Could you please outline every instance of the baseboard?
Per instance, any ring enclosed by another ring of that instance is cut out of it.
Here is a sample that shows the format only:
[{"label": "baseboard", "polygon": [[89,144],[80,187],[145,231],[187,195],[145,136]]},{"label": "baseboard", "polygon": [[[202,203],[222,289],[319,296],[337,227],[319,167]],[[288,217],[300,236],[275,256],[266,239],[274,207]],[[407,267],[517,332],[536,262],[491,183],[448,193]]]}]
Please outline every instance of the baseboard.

****************

Written exercise
Set down the whole listing above once more, every line unchanged and in the same order.

Exercise solution
Could you please outline every instance of the baseboard?
Per instance, any ring enclosed by another ring of that instance is cut out of it.
Here is a sample that shows the format only:
[{"label": "baseboard", "polygon": [[89,144],[80,187],[145,231],[187,195],[145,136]]},{"label": "baseboard", "polygon": [[[202,203],[222,289],[319,296],[337,227],[319,167]],[[288,217],[300,236],[275,256],[266,239],[274,207]],[[407,267],[517,332],[536,262],[491,183],[448,193]]]}]
Please outline every instance of the baseboard.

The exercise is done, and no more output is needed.